Trecho do documento:
*****

A atualidade nos apresenta diversos problemas que são denominados: infelicidade, incapacidade para tomar uma decisão referente às escolhas que devem ser feitas, desespero generalizado, falta de objetivo na vida e assim por diante. Neste contexto a busca de conhecer a si mesmo torna-se cada vez mais um grande desafio.

De acordo com as reflexões trazidas por Bauman o período atual marcado pela globalização não deve ser analisado apenas sob o ponto de vista econômico, mas também e fundamentalmente sobre seus efeitos na vida cotidiana. Em sua perspectiva, esta sociedade tem tornado incertas e transitórias as identidades sociais, culturais e sexuais. Por isso, a reflexão acerca da identidade, do autoconhecimento, da procura de si mesmo tem sido de grande relevância por um lado e de grande desafio por outro.

Rollo May, um dos maiores psicanalistas do século XX, mostra em suas obras que o problema fundamental do ser humano no fim do século XX, e posteriormente no século XXI é o vazio. Ele expressa que isto não significa apenas que as pessoas ignorem o que querem ou desejam, mas frequentemente não tem ideia do que sentem.

*****

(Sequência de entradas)
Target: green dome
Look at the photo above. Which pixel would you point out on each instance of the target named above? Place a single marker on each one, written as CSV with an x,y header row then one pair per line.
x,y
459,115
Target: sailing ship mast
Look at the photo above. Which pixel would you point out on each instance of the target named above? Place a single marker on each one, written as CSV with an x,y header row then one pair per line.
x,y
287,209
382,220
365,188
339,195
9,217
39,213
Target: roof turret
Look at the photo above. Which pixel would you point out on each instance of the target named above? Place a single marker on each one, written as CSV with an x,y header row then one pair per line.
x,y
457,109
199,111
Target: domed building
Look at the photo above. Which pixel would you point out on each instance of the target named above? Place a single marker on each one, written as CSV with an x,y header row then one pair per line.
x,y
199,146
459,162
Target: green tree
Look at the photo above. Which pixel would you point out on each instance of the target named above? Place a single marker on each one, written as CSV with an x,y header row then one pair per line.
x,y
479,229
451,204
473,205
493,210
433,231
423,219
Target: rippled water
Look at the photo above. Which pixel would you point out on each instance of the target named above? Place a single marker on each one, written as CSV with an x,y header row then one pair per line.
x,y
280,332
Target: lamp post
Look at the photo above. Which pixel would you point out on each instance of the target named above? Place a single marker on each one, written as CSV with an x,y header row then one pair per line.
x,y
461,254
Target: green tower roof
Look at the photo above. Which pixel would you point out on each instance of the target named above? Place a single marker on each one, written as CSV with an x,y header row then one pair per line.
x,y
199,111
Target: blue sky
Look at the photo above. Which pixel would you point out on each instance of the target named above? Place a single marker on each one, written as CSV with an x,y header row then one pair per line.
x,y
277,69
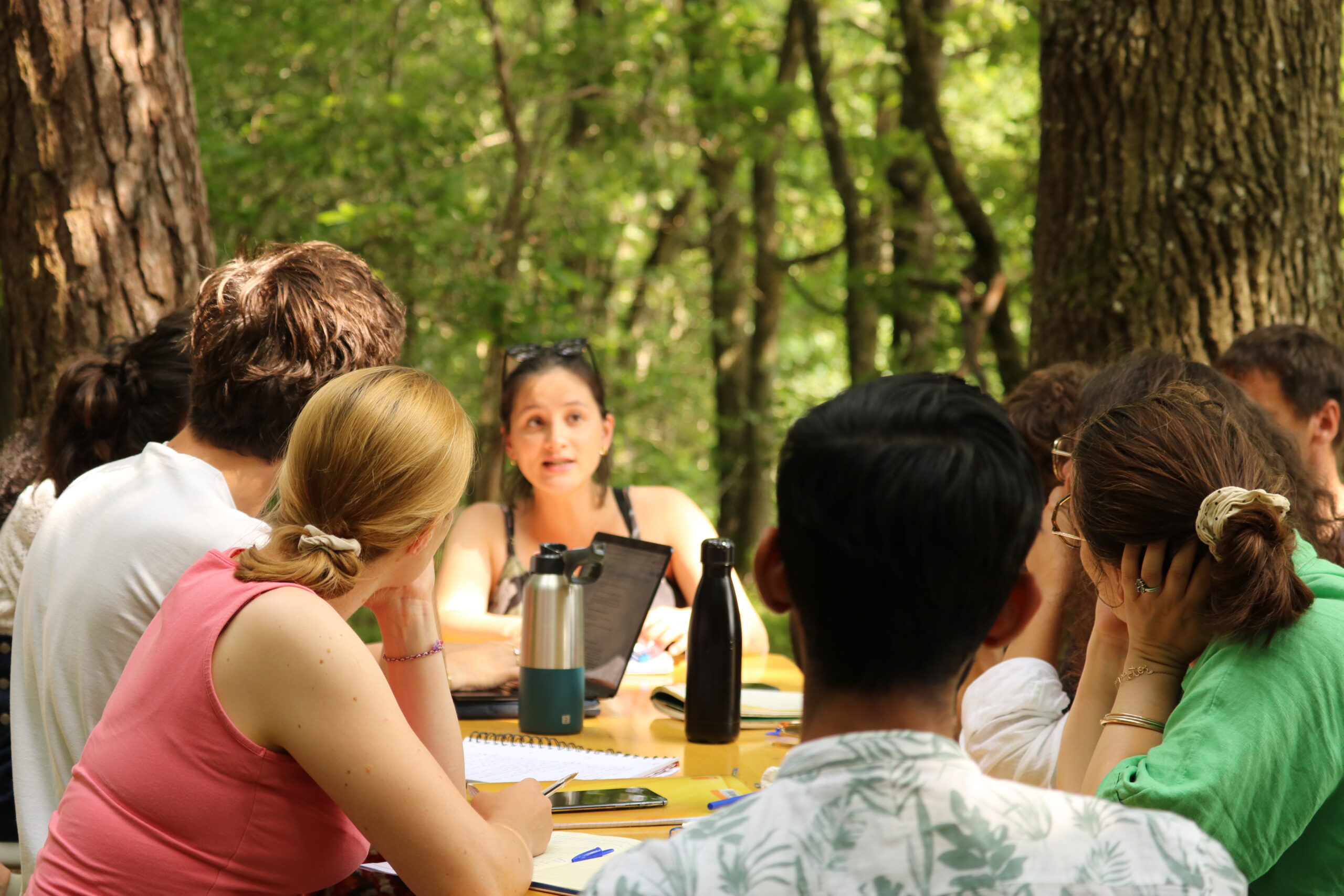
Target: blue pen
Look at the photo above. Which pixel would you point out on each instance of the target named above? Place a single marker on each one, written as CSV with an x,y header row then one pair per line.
x,y
721,804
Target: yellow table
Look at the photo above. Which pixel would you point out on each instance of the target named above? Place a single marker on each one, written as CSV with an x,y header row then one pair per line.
x,y
631,724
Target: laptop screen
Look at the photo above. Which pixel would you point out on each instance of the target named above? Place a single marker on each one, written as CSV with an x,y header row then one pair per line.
x,y
615,608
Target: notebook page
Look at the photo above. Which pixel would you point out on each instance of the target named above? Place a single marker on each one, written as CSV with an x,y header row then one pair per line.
x,y
555,867
507,762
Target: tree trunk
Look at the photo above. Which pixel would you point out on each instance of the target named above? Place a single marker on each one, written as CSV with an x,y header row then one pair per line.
x,y
729,301
104,224
983,293
667,248
729,312
862,230
511,225
764,350
1190,172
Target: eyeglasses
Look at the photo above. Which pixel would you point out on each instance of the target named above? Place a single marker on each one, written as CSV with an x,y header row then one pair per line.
x,y
1072,541
1061,453
565,349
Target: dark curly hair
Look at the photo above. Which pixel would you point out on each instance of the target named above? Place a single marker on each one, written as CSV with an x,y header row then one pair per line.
x,y
109,405
270,331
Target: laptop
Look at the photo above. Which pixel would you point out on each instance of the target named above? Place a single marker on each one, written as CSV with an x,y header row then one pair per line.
x,y
615,609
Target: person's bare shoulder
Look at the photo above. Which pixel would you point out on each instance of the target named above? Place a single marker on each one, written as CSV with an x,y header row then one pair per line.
x,y
284,625
664,512
480,525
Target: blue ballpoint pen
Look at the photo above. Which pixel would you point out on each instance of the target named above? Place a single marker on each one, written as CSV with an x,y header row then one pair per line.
x,y
721,804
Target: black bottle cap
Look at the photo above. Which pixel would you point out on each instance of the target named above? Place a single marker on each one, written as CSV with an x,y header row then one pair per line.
x,y
717,553
550,559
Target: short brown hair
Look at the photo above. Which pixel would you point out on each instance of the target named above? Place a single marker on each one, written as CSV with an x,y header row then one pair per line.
x,y
1043,407
1308,366
1141,472
270,331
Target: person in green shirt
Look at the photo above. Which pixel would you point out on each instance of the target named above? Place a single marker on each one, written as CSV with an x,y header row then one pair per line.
x,y
1214,684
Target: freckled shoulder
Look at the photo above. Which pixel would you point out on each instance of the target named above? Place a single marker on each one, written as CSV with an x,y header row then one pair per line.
x,y
664,512
481,525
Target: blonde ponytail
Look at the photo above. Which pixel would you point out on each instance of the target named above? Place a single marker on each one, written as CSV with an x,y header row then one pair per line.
x,y
375,458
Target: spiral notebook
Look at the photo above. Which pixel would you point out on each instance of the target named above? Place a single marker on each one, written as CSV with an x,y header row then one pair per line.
x,y
506,758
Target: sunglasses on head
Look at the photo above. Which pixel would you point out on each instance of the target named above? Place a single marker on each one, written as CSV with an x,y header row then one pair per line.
x,y
565,349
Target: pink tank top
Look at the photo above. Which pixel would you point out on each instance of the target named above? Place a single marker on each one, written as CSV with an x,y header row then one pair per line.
x,y
170,797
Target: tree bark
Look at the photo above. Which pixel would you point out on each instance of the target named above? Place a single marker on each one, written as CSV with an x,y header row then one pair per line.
x,y
667,246
104,222
487,481
862,229
764,350
1190,172
982,296
729,300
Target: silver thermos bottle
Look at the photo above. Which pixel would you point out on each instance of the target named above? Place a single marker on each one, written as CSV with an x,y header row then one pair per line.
x,y
550,699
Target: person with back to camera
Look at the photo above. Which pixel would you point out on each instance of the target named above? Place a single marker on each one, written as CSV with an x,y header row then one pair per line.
x,y
911,503
267,332
1043,407
107,406
253,743
558,433
1214,684
1014,716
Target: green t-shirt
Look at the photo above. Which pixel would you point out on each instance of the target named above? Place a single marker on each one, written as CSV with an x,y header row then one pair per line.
x,y
1254,753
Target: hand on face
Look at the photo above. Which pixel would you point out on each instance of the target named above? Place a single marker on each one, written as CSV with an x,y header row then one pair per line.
x,y
1166,626
557,433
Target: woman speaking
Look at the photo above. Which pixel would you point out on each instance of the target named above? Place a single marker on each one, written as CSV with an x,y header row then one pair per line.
x,y
558,436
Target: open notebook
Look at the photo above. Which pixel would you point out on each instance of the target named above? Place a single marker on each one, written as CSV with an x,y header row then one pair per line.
x,y
508,758
555,870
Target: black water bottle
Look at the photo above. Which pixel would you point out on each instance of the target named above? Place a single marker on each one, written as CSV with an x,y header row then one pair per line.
x,y
714,652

*****

Tarefas:
• 1. No trecho sobre autoconhecimento, qual é, segundo Rollo May, o problema fundamental do ser humano no fim do século XX?
• 2. Dê continuidade ao trecho sobre autoconhecimento e identidade na sociedade atual a partir do ponto em que ele termina.

Respostas por tarefa:
• 1. O vazio.

• 2.
Quando falam sobre autonomia, ou lamentam sua incapacidade para tomar decisão – dificuldades presentes em todas as épocas – torna-se logo evidente que seu verdadeiro problema é não ter uma experiência definida de seus próprios desejos e necessidades. Oscilam desse modo para aqui e para ali, sentindo-se dolorosamente impotentes porque ocas vazias. O que as leva a buscar ajuda talvez seja, por exemplo, o fato de romperem sempre seus relacionamentos amorosos, ou não conseguirem concretizar seus planos.[1]

Em seus estudos May, mostra que a situação mais nítida de uma vida vazia é a das pessoas que habitam os grandes centros urbanos, que se levantam à mesma hora todos os dias, tomam o mesmo ônibus, encontram as mesmas pessoas, executam as mesmas tarefas, almoçam nos mesmos restaurantes, voltam para casa nos mesmos ônibus, ou sejam, levam uma vida rotineira  e mecânica.  A sensação de vazio apresenta muitas vezes a incapacidade para fazer algo de eficaz a respeito da própria vida e do mundo em que vivemos. Erich Fromm observou que neste contexto as pessoas deixaram de viver sob a autoridade da Igreja ou de leis morais, mas se submetem a “autoridades anônimas”, como por exemplo, a opinião pública a mídia de modo geral. Basta que observemos como acompanhamos ou nos deixamos acompanhar, curtir, comentar, compartilhar informações nas redes sociais[2].
No presente contexto outra característica que se apresenta é a solidão. Assim, a sensação de vazio e a solidão andam juntas. Quando por exemplo uma pessoa fala do rompimento de uma relação amorosa raramente fala da tristeza ou da perda, mas sim de um sentimento de vazio, ou seja, a perda parece “deixar um buraco”.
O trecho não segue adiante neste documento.